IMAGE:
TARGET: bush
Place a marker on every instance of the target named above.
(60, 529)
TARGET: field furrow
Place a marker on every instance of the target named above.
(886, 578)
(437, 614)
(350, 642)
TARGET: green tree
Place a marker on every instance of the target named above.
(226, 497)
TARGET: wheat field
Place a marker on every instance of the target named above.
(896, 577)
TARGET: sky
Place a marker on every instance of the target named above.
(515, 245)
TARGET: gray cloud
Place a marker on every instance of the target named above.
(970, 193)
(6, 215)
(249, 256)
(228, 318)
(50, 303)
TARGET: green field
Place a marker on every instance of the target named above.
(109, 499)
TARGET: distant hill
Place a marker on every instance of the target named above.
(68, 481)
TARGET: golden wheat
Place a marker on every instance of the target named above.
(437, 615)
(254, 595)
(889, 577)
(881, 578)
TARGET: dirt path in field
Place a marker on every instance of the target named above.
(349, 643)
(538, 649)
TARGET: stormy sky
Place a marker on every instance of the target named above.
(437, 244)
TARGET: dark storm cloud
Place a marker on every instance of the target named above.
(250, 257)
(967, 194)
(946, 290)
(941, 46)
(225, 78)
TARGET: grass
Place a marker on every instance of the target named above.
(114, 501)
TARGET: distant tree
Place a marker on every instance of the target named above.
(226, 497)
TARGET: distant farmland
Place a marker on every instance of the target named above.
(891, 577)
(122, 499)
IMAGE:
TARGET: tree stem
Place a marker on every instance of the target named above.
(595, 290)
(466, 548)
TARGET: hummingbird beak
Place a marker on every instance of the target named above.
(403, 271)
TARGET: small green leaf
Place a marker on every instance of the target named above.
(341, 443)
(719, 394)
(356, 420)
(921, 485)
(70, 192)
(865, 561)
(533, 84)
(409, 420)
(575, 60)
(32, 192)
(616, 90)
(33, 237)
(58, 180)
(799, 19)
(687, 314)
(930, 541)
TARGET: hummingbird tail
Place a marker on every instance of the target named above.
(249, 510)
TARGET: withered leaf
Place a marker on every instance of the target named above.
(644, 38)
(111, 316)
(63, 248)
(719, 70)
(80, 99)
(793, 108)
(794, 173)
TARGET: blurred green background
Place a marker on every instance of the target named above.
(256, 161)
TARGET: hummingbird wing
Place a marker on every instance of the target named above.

Problem to work on
Respond with a number only, please: how many lines in this data include the word "hummingbird".

Answer area
3